▸ **WHAT NEEDS TO BE DONE**: Extract each record and reproduce it exactly.

+++ DATA ENTRIES

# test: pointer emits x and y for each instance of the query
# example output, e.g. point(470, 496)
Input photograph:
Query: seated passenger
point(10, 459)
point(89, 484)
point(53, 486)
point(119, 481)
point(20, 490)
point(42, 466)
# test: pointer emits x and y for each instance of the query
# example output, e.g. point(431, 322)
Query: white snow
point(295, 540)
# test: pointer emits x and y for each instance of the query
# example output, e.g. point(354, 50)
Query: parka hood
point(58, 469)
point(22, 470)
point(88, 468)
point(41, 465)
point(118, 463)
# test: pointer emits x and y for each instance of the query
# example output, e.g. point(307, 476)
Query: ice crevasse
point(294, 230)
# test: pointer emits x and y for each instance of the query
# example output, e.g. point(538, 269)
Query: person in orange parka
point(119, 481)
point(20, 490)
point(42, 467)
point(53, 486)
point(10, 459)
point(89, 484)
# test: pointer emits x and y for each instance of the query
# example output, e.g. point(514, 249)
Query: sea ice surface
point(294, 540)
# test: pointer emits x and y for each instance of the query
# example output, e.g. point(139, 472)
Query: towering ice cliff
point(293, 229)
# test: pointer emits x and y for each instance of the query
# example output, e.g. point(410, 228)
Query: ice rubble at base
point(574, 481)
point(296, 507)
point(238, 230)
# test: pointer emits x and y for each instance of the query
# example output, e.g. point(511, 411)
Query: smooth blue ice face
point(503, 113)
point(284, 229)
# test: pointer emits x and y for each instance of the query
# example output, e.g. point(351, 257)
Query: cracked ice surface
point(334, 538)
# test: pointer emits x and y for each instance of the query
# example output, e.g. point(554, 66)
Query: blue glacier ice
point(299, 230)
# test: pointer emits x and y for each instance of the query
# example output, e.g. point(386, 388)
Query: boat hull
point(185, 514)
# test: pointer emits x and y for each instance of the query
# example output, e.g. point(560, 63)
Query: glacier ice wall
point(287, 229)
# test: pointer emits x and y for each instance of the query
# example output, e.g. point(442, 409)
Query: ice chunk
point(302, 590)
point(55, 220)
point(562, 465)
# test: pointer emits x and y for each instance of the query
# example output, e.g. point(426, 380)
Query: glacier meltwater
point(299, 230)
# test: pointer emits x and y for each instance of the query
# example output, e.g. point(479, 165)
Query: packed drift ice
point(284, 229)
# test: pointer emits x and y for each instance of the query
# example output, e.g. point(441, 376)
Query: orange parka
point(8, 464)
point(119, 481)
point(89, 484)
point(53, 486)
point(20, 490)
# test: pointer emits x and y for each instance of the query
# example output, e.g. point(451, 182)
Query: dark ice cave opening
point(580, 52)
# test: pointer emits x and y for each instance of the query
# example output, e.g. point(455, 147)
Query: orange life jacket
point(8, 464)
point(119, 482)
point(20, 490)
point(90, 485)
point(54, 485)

++++++

▸ **THE REPLY**:
# test: pointer emits x and y for each instance of the query
# example output, e.g. point(470, 496)
Input photograph:
Query: seated passenger
point(10, 459)
point(89, 484)
point(53, 486)
point(119, 481)
point(20, 490)
point(42, 466)
# test: pointer emits x and y for each instance of the query
# example output, e.g. point(431, 322)
Query: white snow
point(295, 540)
# test: pointer emits x and y for each instance of the query
# example output, e.g. point(354, 50)
Query: parka hood
point(58, 469)
point(22, 470)
point(88, 468)
point(41, 465)
point(118, 463)
# test: pointer emits x and y for each instance of the query
# example output, e.g. point(307, 476)
Query: ice crevasse
point(294, 230)
# test: pointer emits x and y for each instance of the query
# example output, e.g. point(538, 269)
Query: person in orange parka
point(119, 481)
point(20, 490)
point(42, 467)
point(53, 486)
point(10, 459)
point(89, 484)
# test: pointer emits x and y for each instance of the query
# example output, e.g. point(514, 249)
Query: sea ice surface
point(294, 540)
# test: pointer emits x and y for each instance of the query
# example output, e.g. point(139, 472)
Query: towering ice cliff
point(293, 229)
# test: pointer emits x and y for each instance of the query
# example output, e.g. point(410, 228)
Query: ice rubble at base
point(574, 481)
point(296, 507)
point(238, 230)
# test: pointer emits x and y for each instance of the query
# example output, e.g. point(511, 411)
Query: smooth blue ice face
point(503, 113)
point(284, 229)
# test: pointer emits x and y for each instance of the query
# example output, e.g. point(351, 257)
Query: cracked ice surface
point(334, 538)
# test: pointer emits x and y for each instance of the query
# example output, e.g. point(554, 66)
Query: blue glacier ice
point(299, 230)
# test: pointer emits x and y for each instance of the query
# example output, e.g. point(386, 388)
Query: boat hull
point(185, 514)
# test: pointer emits x and y for each instance of the query
# example output, e.g. point(560, 63)
Query: glacier ice wall
point(287, 229)
# test: pointer emits x and y for each instance of the query
# example output, e.g. point(442, 409)
Query: ice chunk
point(302, 590)
point(55, 220)
point(562, 465)
# test: pointer emits x and y for each instance of the query
# example output, e.g. point(426, 380)
Query: glacier meltwater
point(299, 230)
# test: pointer emits x and y for each instance of the query
# example output, e.g. point(479, 165)
Query: packed drift ice
point(284, 229)
# test: pointer emits x and y for each instance of the query
# example output, e.g. point(441, 376)
Query: orange parka
point(8, 464)
point(119, 481)
point(89, 484)
point(53, 486)
point(20, 490)
# test: pointer emits x and y for each instance of the query
# example output, e.g. point(451, 182)
Query: dark ice cave opening
point(580, 52)
# test: pointer emits x and y for each instance of the query
# example output, e.g. point(455, 147)
Query: orange life jacket
point(8, 464)
point(119, 482)
point(20, 490)
point(90, 485)
point(54, 485)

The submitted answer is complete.